- [Petikan Teks]
"""

Sukses

Lifestyle

Memaknai Takjil dengan Kebersamaan dan Kehangatan di Tengah Perbedaan

Fimela.com, Jakarta Selalu ada cerita, pengalaman, dan kesan tersendiri yang dirasakan tiap kali bulan Ramadan datang. Bahkan ada kisah-kisah yang tak pernah terlupakan karena terjadi pada bulan suci ini. Tiap orang pun punya cara sendiri dalam memaknai bulan Ramadan. Tulisan kiriman Sahabat Fimela yang diikutsertakan dalam Lomba Berbagi Cerita tentang Indahnya Ramadan di Share Your Stories Bulan April ini pun menghadirkan makna dan pelajaran tersendiri.

***

Oleh:  Novita Prima

Bicara soal Ramadan tentu tidak lepas dari serangkaian ibadah yang menyertainya dan identik pula dengan kultur masyarakat dalam memeriahkannya, sebut saja maraknya pasar Ramadan yang banyak kita temui di jalan-jalan atau tempat tertentu. Ada juga aktivitas ngabuburit untuk mengisi waktu menjelang berbuka puasa, dan yang tak kalah populer adalah penyajian takjil sebagai hidangan awal untuk berbuka puasa. Umumnya takjil akan dihidangkan sebelum hidangan utama saat waktu berbuka puasa tiba.

Takjil yang berasal dari bahasa Arab ajjala-yu'ajjilu-ta’jilan atau berarti menyegerakan (cepat-cepat), selama ini diartikan masyarakat luas sebagai penganan atau kudapan untuk berbuka puasa. Bagi saya, takjil bermakna lebih dari sekadar penganan saja. Takjil bagi saya adalah sebuah sarana.

Takjil adalah sarana pemersatu sekaligus sarana untuk menjalin keakraban dan kerukunan. Takjil yang dibagikan di jalanan, akan dengan merata diberikan bagi siapa saja yang melintas di sana. Muslim-non, Muslim, kaya-miskin, tua-muda, karyawan-gelandangan, siapa pun berhak mendapatkan dan menikmatinya. Si pemberi takjil tidak akan mempermasalahkannya. Demikian pula dengan takjil yang disediakan di masjid-masjid, keberadaannya mampu mempersatukan manusia tanpa mempermasalahkan perbedaan status sosial dan kepercayaan.

Seorang teman baik saya di bangku kuliah adalah seorang perempuan non-Muslim, tapi ia tidak pernah berkeberatan menemani saya pergi ke masjid kampus menjelang waktu berbuka tiba untuk berburu takjil sekaligus menunaikan ibadah salat Maghrib setelahnya. Teman baik saya itu, dengan sukacita dan tanpa paksaan meringankan langkah kakinya untuk pergi ke masjid bersama saya, bahkan terkadang ia pun turut menikmati takjil yang disediakan di masjid kampus.

"""

- [Cuplikan Baris]

"""

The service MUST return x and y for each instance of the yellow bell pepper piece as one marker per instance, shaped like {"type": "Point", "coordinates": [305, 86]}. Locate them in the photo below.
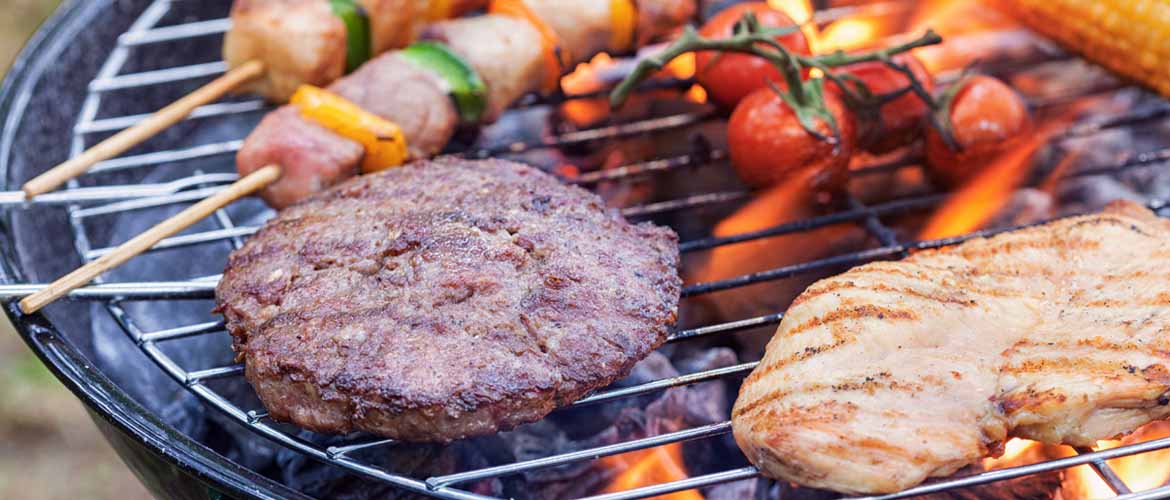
{"type": "Point", "coordinates": [624, 18]}
{"type": "Point", "coordinates": [438, 11]}
{"type": "Point", "coordinates": [385, 145]}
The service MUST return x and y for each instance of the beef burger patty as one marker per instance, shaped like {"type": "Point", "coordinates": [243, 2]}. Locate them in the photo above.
{"type": "Point", "coordinates": [444, 300]}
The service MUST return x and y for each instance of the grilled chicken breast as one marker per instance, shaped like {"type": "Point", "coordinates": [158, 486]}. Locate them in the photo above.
{"type": "Point", "coordinates": [894, 372]}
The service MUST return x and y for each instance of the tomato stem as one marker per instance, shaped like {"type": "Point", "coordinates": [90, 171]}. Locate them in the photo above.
{"type": "Point", "coordinates": [805, 97]}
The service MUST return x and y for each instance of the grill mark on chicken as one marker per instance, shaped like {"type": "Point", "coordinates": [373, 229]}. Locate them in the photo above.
{"type": "Point", "coordinates": [855, 313]}
{"type": "Point", "coordinates": [1069, 343]}
{"type": "Point", "coordinates": [868, 384]}
{"type": "Point", "coordinates": [851, 286]}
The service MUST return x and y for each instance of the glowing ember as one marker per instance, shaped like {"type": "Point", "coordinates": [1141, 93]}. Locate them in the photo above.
{"type": "Point", "coordinates": [647, 467]}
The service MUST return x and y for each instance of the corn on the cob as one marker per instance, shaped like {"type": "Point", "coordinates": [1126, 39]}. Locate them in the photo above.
{"type": "Point", "coordinates": [1130, 38]}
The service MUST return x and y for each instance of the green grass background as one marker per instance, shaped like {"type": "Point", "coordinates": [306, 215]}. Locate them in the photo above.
{"type": "Point", "coordinates": [48, 446]}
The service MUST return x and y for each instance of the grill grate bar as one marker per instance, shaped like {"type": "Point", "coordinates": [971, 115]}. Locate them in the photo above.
{"type": "Point", "coordinates": [157, 76]}
{"type": "Point", "coordinates": [851, 216]}
{"type": "Point", "coordinates": [194, 377]}
{"type": "Point", "coordinates": [666, 383]}
{"type": "Point", "coordinates": [339, 451]}
{"type": "Point", "coordinates": [735, 474]}
{"type": "Point", "coordinates": [186, 240]}
{"type": "Point", "coordinates": [845, 260]}
{"type": "Point", "coordinates": [157, 158]}
{"type": "Point", "coordinates": [176, 32]}
{"type": "Point", "coordinates": [204, 111]}
{"type": "Point", "coordinates": [690, 201]}
{"type": "Point", "coordinates": [130, 290]}
{"type": "Point", "coordinates": [649, 168]}
{"type": "Point", "coordinates": [149, 203]}
{"type": "Point", "coordinates": [183, 331]}
{"type": "Point", "coordinates": [723, 328]}
{"type": "Point", "coordinates": [649, 125]}
{"type": "Point", "coordinates": [1106, 473]}
{"type": "Point", "coordinates": [704, 431]}
{"type": "Point", "coordinates": [107, 193]}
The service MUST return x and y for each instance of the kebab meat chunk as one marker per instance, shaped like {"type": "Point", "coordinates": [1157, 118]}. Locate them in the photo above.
{"type": "Point", "coordinates": [318, 41]}
{"type": "Point", "coordinates": [465, 72]}
{"type": "Point", "coordinates": [894, 372]}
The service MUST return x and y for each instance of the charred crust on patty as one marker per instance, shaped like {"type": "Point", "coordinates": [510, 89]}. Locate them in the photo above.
{"type": "Point", "coordinates": [445, 300]}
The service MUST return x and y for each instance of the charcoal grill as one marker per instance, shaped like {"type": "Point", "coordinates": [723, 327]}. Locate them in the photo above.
{"type": "Point", "coordinates": [96, 67]}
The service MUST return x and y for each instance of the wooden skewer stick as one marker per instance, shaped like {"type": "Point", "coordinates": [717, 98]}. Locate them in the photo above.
{"type": "Point", "coordinates": [144, 130]}
{"type": "Point", "coordinates": [142, 242]}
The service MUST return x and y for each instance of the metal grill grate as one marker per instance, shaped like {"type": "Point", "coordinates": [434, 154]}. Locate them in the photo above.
{"type": "Point", "coordinates": [118, 198]}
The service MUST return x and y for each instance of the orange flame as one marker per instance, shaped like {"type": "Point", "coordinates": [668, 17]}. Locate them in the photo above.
{"type": "Point", "coordinates": [800, 11]}
{"type": "Point", "coordinates": [850, 34]}
{"type": "Point", "coordinates": [1140, 472]}
{"type": "Point", "coordinates": [977, 201]}
{"type": "Point", "coordinates": [1016, 452]}
{"type": "Point", "coordinates": [583, 80]}
{"type": "Point", "coordinates": [646, 467]}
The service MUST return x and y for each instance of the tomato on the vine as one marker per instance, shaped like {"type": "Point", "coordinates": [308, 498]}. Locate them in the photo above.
{"type": "Point", "coordinates": [768, 143]}
{"type": "Point", "coordinates": [899, 121]}
{"type": "Point", "coordinates": [728, 76]}
{"type": "Point", "coordinates": [986, 116]}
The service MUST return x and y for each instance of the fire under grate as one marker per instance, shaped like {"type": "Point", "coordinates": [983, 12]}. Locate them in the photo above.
{"type": "Point", "coordinates": [90, 201]}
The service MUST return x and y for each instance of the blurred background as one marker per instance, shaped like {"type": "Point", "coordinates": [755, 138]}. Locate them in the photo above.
{"type": "Point", "coordinates": [48, 446]}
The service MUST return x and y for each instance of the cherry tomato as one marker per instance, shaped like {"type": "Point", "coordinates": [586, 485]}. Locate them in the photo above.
{"type": "Point", "coordinates": [728, 76]}
{"type": "Point", "coordinates": [986, 116]}
{"type": "Point", "coordinates": [768, 144]}
{"type": "Point", "coordinates": [899, 121]}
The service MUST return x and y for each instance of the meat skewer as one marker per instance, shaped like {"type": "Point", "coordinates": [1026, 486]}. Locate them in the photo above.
{"type": "Point", "coordinates": [273, 47]}
{"type": "Point", "coordinates": [407, 108]}
{"type": "Point", "coordinates": [520, 47]}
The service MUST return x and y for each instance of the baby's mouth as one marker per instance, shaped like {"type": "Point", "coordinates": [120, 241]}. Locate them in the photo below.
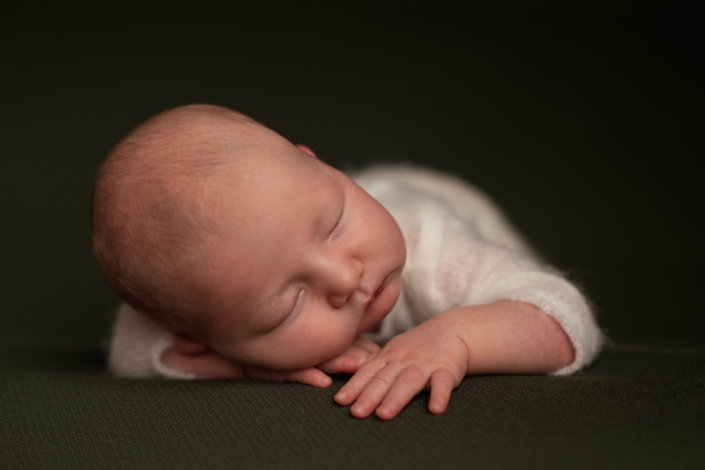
{"type": "Point", "coordinates": [380, 289]}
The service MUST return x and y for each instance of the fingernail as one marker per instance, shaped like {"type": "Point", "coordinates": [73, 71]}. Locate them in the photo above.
{"type": "Point", "coordinates": [357, 408]}
{"type": "Point", "coordinates": [385, 409]}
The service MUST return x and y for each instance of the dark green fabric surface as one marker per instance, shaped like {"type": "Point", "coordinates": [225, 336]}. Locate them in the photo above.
{"type": "Point", "coordinates": [632, 409]}
{"type": "Point", "coordinates": [581, 119]}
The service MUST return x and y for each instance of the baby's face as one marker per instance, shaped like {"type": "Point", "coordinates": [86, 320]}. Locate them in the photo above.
{"type": "Point", "coordinates": [313, 262]}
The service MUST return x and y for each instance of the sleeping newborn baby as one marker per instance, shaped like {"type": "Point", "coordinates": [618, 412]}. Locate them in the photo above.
{"type": "Point", "coordinates": [240, 255]}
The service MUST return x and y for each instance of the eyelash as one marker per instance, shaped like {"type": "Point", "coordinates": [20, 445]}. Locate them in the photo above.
{"type": "Point", "coordinates": [337, 223]}
{"type": "Point", "coordinates": [296, 303]}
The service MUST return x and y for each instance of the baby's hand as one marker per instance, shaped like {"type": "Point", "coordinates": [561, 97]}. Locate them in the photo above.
{"type": "Point", "coordinates": [430, 356]}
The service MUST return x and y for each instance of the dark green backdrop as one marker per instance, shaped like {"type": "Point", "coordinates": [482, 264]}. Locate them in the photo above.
{"type": "Point", "coordinates": [583, 121]}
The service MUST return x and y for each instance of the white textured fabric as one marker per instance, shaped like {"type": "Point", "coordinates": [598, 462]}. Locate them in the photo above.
{"type": "Point", "coordinates": [460, 251]}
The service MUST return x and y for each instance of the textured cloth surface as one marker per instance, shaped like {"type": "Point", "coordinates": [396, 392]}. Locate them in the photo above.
{"type": "Point", "coordinates": [631, 409]}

"""

- [Tujuan Tertulis] Berikan bagian tulisan tentang takjil yang dimulai dengan "Bicara soal Ramadan" dan berlanjut hingga "adalah sebuah sarana.", tanpa mengubah satu kata pun.

- [Jawaban Lengkap]
Bicara soal Ramadan tentu tidak lepas dari serangkaian ibadah yang menyertainya dan identik pula dengan kultur masyarakat dalam memeriahkannya, sebut saja maraknya pasar Ramadan yang banyak kita temui di jalan-jalan atau tempat tertentu. Ada juga aktivitas ngabuburit untuk mengisi waktu menjelang berbuka puasa, dan yang tak kalah populer adalah penyajian takjil sebagai hidangan awal untuk berbuka puasa. Umumnya takjil akan dihidangkan sebelum hidangan utama saat waktu berbuka puasa tiba.

Takjil yang berasal dari bahasa Arab ajjala-yu'ajjilu-ta’jilan atau berarti menyegerakan (cepat-cepat), selama ini diartikan masyarakat luas sebagai penganan atau kudapan untuk berbuka puasa. Bagi saya, takjil bermakna lebih dari sekadar penganan saja. Takjil bagi saya adalah sebuah sarana.